## Material to process
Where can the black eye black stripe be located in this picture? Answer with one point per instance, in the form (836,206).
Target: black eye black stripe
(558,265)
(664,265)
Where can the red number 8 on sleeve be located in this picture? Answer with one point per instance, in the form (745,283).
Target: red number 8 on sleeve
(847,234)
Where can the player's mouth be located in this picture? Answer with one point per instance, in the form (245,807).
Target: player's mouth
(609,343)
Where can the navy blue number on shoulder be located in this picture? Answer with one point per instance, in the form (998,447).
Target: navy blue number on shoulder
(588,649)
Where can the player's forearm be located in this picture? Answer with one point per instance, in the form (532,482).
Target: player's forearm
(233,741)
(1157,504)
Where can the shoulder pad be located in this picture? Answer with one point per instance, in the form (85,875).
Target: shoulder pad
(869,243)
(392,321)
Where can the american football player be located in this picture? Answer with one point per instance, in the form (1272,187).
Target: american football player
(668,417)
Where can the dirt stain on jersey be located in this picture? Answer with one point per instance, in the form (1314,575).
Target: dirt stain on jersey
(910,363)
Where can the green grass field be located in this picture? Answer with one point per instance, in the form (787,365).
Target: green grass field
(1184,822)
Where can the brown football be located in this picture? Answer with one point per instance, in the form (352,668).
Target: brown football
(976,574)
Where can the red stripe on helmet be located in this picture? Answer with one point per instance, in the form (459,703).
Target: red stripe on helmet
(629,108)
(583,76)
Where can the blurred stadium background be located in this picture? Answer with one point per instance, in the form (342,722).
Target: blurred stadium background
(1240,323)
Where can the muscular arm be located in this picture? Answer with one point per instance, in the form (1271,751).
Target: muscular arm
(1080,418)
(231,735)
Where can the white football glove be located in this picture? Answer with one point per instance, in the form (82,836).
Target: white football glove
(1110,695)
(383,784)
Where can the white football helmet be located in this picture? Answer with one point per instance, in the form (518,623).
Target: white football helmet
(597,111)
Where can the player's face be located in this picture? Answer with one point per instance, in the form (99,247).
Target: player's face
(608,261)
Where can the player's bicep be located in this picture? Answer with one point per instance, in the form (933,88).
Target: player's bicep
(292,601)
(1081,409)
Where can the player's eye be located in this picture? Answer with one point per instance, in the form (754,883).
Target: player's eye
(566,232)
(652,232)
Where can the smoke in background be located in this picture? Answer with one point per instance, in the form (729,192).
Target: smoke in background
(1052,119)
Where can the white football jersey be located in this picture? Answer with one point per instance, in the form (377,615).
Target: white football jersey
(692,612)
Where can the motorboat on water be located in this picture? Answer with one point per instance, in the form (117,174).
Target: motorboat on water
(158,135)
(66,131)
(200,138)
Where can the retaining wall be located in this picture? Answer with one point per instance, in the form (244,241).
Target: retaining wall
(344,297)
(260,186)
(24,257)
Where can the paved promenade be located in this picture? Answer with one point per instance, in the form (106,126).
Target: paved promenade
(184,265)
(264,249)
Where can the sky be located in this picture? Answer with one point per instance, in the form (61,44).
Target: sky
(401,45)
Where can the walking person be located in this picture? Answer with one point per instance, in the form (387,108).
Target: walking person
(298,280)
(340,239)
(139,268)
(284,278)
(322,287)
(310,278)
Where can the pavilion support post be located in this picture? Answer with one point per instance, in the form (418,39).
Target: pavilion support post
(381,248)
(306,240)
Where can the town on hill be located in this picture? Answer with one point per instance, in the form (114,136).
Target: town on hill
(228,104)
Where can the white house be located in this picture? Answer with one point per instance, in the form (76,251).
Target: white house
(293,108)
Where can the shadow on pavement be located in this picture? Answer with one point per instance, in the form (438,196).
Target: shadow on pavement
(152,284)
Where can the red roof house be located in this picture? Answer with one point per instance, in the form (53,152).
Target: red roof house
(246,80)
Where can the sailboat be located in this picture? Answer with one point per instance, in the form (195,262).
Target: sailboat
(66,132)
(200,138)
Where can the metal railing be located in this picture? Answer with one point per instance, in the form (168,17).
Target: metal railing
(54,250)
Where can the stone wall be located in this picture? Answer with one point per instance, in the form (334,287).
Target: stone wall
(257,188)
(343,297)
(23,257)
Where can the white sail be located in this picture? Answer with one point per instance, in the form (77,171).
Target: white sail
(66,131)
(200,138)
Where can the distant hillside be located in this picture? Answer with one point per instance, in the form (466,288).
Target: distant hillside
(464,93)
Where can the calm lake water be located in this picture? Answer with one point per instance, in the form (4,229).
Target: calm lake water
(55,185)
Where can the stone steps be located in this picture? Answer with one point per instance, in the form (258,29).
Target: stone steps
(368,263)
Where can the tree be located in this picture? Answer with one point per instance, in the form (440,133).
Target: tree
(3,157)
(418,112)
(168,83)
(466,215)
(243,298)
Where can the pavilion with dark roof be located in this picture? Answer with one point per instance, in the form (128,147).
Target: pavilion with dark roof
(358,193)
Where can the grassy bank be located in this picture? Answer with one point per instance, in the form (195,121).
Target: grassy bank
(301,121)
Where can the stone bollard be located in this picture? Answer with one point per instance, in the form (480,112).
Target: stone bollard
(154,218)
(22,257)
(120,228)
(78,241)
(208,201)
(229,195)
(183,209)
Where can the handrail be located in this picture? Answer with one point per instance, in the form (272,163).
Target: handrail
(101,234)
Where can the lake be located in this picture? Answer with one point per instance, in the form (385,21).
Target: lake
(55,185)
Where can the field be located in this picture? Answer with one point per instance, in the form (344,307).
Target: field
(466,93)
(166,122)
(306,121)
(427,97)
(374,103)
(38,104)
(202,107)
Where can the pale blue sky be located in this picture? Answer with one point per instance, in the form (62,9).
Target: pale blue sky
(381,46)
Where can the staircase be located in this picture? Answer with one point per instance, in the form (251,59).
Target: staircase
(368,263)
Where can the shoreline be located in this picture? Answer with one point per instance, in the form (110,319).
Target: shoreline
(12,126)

## Problem description
Within the material above, copy exactly the lines from the line that holds "Target: motorboat on water" up to and including the line that holds "Where can the white house".

## Result of this task
Target: motorboat on water
(158,135)
(66,131)
(200,138)
Where can the retaining wall be located in this picture? Answer with one point per instance, in the form (244,241).
Target: retaining wall
(344,297)
(260,186)
(24,257)
Where can the paved promenade be located in this picture? Answer with one point per instance, in the form (106,126).
Target: paved promenade
(184,265)
(264,249)
Where can the sky be located in this picture? Answer with one point per instance, in the form (61,44).
Target: sky
(401,45)
Where can the walking person be located in this picture? Answer with one point per instance, in the form (387,108).
Target: walking person
(298,280)
(340,239)
(139,268)
(284,278)
(322,287)
(310,278)
Where can the pavilion support post be located in this picture? Answer with one point per instance, in the form (418,39).
Target: pavilion support post
(381,248)
(306,240)
Where can the town on hill be located in this picture? Answer with one point per instance, in the form (114,136).
Target: town on hill
(228,104)
Where can the white house be located in this picture? Answer with one point per instance, in the form (76,251).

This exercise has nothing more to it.